(Collected data)
"""
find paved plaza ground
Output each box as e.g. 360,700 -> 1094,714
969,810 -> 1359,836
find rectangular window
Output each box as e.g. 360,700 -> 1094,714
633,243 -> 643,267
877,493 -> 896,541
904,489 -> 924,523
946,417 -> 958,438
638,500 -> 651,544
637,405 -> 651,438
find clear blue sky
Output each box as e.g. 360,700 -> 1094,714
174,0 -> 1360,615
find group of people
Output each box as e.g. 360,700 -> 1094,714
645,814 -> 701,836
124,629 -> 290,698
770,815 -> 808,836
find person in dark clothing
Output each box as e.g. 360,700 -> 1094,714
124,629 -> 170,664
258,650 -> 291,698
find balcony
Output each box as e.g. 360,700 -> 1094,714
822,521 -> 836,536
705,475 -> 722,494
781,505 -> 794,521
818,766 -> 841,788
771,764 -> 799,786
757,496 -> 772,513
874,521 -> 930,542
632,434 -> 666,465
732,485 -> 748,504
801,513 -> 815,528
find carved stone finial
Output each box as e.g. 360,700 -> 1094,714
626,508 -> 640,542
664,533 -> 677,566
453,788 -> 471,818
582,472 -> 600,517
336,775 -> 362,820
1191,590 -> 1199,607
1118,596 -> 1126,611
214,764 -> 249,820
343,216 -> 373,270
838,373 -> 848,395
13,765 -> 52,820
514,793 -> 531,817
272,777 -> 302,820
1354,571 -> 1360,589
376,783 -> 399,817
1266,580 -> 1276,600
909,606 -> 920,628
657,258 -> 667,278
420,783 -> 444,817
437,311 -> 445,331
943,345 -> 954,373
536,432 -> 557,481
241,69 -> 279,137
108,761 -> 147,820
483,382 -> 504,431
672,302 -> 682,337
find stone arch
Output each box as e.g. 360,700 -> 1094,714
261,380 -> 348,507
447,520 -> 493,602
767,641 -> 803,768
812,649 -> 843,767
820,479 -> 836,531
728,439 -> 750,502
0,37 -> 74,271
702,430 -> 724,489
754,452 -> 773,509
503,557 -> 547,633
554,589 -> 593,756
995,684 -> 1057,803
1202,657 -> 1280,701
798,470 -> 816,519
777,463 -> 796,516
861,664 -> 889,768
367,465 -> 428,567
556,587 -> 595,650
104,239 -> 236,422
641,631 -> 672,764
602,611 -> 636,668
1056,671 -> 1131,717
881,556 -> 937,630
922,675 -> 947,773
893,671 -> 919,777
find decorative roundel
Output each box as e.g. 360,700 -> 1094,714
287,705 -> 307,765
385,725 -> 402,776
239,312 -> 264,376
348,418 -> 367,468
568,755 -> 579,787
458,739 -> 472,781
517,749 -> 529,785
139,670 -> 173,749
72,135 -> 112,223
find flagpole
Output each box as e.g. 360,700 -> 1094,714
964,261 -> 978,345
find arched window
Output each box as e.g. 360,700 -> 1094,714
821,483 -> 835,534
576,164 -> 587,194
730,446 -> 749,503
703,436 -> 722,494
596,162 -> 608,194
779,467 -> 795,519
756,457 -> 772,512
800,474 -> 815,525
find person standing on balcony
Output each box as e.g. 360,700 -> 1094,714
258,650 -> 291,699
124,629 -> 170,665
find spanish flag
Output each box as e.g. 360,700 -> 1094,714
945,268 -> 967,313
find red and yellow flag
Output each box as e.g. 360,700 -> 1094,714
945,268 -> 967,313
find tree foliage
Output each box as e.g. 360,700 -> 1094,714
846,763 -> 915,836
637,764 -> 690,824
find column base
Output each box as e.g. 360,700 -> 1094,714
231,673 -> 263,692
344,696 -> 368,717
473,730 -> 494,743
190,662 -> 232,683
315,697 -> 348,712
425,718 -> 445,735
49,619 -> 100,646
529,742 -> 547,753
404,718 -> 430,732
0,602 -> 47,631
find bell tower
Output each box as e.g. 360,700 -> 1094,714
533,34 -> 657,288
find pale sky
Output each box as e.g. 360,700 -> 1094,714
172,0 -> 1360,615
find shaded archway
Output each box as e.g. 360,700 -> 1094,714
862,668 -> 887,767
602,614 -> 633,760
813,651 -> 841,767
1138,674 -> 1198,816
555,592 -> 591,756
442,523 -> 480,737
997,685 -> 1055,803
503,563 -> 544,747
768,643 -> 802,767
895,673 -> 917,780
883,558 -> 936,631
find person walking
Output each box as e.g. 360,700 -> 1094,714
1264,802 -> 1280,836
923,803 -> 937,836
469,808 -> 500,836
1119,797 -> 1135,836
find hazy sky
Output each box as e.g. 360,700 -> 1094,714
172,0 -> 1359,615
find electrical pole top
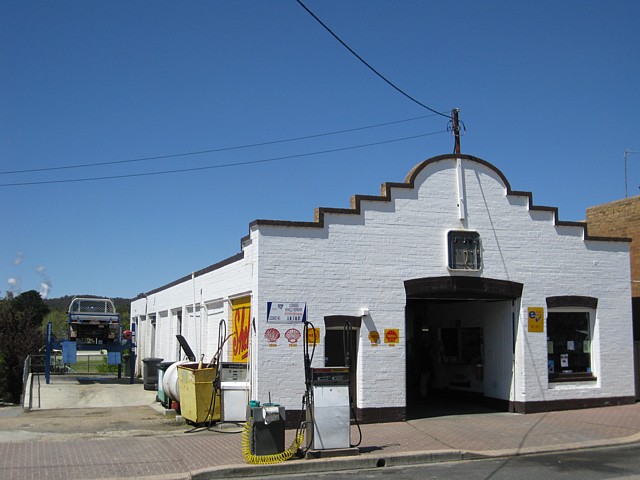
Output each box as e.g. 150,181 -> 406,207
451,108 -> 461,155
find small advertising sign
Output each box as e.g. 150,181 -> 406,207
384,329 -> 400,345
527,307 -> 544,333
267,302 -> 307,323
307,327 -> 320,345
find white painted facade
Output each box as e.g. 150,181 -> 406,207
131,155 -> 634,420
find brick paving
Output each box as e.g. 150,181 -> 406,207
2,403 -> 640,479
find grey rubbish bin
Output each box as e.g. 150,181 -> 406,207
142,357 -> 163,391
157,361 -> 174,407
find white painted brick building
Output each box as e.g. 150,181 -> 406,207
131,154 -> 634,422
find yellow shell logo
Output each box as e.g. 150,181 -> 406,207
368,331 -> 380,343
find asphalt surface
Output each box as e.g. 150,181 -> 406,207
1,374 -> 640,479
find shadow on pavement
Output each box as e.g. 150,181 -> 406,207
407,394 -> 501,419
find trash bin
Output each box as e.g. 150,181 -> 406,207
142,357 -> 163,391
157,361 -> 174,407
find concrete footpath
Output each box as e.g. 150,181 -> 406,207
2,376 -> 640,479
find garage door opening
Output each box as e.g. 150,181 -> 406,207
405,276 -> 522,419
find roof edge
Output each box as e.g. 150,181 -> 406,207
250,153 -> 630,243
139,251 -> 244,298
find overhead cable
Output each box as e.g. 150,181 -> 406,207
0,130 -> 447,187
296,0 -> 451,119
0,114 -> 438,176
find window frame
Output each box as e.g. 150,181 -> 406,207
546,305 -> 596,383
447,230 -> 482,271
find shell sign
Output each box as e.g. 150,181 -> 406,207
264,327 -> 280,345
307,327 -> 320,345
384,329 -> 400,344
284,328 -> 301,344
232,298 -> 251,362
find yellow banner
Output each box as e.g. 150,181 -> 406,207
232,298 -> 251,362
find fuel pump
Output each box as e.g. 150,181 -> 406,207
303,320 -> 361,453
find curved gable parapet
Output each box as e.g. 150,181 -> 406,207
250,154 -> 630,243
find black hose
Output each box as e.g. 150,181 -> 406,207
301,321 -> 317,454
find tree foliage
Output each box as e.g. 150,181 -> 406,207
0,290 -> 49,404
44,310 -> 68,341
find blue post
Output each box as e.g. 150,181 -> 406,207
45,322 -> 52,384
117,326 -> 123,379
130,322 -> 136,385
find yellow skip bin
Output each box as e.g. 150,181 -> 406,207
177,363 -> 221,424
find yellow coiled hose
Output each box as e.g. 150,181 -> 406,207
241,416 -> 305,464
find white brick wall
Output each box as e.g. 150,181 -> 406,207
131,155 -> 634,413
131,249 -> 257,375
252,157 -> 633,409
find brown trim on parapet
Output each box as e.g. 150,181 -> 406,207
250,154 -> 629,244
140,252 -> 244,297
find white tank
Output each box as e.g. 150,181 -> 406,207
162,360 -> 189,402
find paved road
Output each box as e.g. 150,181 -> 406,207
4,373 -> 640,480
250,444 -> 640,480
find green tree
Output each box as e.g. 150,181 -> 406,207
120,310 -> 130,331
0,290 -> 49,403
43,310 -> 68,341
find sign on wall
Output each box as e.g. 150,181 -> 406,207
527,307 -> 545,333
307,327 -> 320,345
264,326 -> 319,348
266,302 -> 307,323
232,297 -> 251,362
384,329 -> 400,345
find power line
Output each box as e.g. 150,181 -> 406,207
0,129 -> 447,187
0,114 -> 438,176
296,0 -> 451,119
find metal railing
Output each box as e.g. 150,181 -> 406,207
22,355 -> 47,410
26,353 -> 121,375
21,352 -> 127,410
65,353 -> 121,374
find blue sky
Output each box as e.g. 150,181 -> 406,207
2,1 -> 639,299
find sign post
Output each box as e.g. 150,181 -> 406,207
45,321 -> 52,384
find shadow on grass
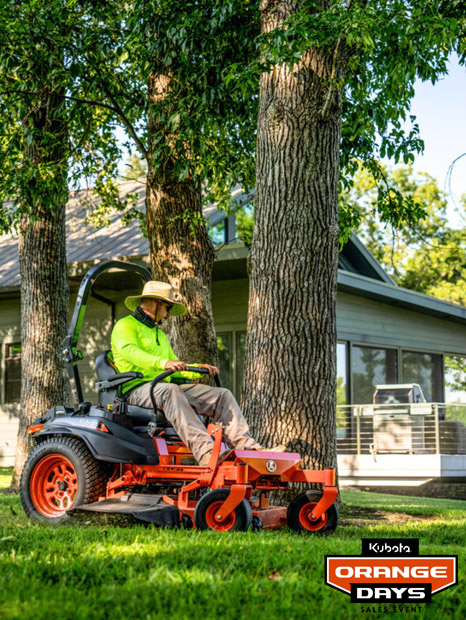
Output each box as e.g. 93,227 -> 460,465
339,503 -> 447,528
0,487 -> 17,496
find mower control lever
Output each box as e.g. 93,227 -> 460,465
149,366 -> 221,411
96,371 -> 143,391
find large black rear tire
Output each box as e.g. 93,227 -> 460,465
20,436 -> 106,523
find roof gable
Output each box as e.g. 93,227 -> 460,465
338,234 -> 395,285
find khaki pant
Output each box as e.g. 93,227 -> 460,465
127,382 -> 261,462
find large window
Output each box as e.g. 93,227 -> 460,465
216,333 -> 232,392
444,355 -> 466,404
5,342 -> 21,404
236,332 -> 247,398
401,351 -> 443,402
215,330 -> 247,399
208,221 -> 225,246
337,343 -> 348,405
336,343 -> 349,440
352,345 -> 397,404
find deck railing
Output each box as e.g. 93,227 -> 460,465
336,402 -> 466,456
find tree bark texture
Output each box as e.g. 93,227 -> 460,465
242,0 -> 347,469
145,72 -> 218,367
11,95 -> 70,489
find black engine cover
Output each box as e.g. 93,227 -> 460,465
36,410 -> 158,465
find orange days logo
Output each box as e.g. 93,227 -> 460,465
325,539 -> 457,606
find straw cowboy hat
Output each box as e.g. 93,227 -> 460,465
125,281 -> 187,316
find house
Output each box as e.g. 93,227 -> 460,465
2,181 -> 466,497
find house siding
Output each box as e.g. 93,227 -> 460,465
337,292 -> 466,356
213,283 -> 466,357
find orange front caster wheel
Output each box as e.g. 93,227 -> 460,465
287,491 -> 338,533
194,489 -> 252,531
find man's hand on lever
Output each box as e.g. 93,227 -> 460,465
164,360 -> 188,372
198,363 -> 219,376
164,360 -> 219,377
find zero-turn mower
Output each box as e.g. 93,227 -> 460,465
20,260 -> 338,532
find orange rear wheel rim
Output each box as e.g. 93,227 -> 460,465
30,454 -> 78,517
204,500 -> 237,531
298,502 -> 328,531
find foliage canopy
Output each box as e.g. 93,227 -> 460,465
0,1 -> 464,238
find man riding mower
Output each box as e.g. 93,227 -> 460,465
20,260 -> 338,532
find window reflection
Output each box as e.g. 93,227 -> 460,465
5,342 -> 21,404
216,333 -> 232,392
445,355 -> 466,404
401,351 -> 442,402
337,342 -> 348,440
352,345 -> 397,404
337,343 -> 347,406
236,332 -> 246,399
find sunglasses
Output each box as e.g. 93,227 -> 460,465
154,299 -> 173,312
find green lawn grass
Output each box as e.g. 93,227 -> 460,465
1,466 -> 465,620
341,488 -> 466,518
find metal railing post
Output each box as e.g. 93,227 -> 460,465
356,406 -> 361,455
434,403 -> 440,454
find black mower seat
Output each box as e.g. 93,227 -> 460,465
95,351 -> 171,428
128,404 -> 167,426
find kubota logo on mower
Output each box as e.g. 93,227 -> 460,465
265,460 -> 277,473
325,539 -> 457,604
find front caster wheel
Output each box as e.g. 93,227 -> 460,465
194,489 -> 252,531
287,490 -> 338,533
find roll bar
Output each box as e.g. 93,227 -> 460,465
60,260 -> 152,405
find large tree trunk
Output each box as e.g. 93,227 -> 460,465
11,95 -> 69,489
145,72 -> 218,366
242,0 -> 347,469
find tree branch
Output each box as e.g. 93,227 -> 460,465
97,80 -> 149,162
0,86 -> 149,162
0,88 -> 118,114
77,53 -> 149,163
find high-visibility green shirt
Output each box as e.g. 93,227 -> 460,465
111,315 -> 201,393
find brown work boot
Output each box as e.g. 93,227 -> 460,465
198,448 -> 233,466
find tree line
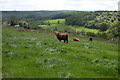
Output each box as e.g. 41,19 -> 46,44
64,11 -> 119,40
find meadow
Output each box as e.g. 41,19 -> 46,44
2,26 -> 118,78
39,19 -> 99,34
75,27 -> 99,34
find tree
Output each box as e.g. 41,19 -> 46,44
58,20 -> 60,24
18,21 -> 24,27
48,21 -> 50,26
18,21 -> 30,29
99,22 -> 109,31
9,15 -> 18,26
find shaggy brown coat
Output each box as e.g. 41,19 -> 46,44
73,38 -> 80,41
55,32 -> 68,43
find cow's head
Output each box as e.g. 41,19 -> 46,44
54,32 -> 60,35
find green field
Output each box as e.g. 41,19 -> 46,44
2,27 -> 118,78
45,19 -> 65,24
75,27 -> 99,34
39,19 -> 99,34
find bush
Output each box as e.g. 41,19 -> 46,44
99,22 -> 109,31
64,27 -> 76,34
10,20 -> 17,26
96,32 -> 108,39
18,21 -> 30,29
9,15 -> 18,26
86,32 -> 96,37
76,30 -> 86,36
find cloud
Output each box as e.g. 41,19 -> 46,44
"""
Copy exactly, and copy nothing else: the lines from the one containing "find tree line" through the end of the data, both ends included, with pictures left out.

find tree line
Output each box as e.g. 41,19 -> 46,44
64,11 -> 119,40
find meadow
Output each box as e.g. 41,19 -> 46,44
2,26 -> 118,78
39,19 -> 99,34
75,27 -> 99,34
find tree
Output each box as e.g. 41,19 -> 46,44
58,20 -> 60,24
18,21 -> 24,27
48,21 -> 50,26
18,21 -> 30,29
99,22 -> 109,31
9,15 -> 18,26
find shaggy brown coat
Output each box as e.g. 41,19 -> 46,44
73,38 -> 80,41
55,32 -> 68,43
find cow's head
Output each box as e.g. 41,19 -> 46,44
54,32 -> 60,35
find green field
Output each box as e.g. 41,19 -> 46,44
2,27 -> 118,78
45,19 -> 65,24
75,27 -> 99,34
39,19 -> 99,34
find bush
Output each box as e.g. 41,19 -> 46,44
99,22 -> 109,31
64,27 -> 76,34
10,20 -> 17,26
96,32 -> 108,39
18,21 -> 30,29
9,15 -> 18,26
86,32 -> 96,37
76,30 -> 86,36
find cloud
Output each box as e.g. 41,19 -> 46,44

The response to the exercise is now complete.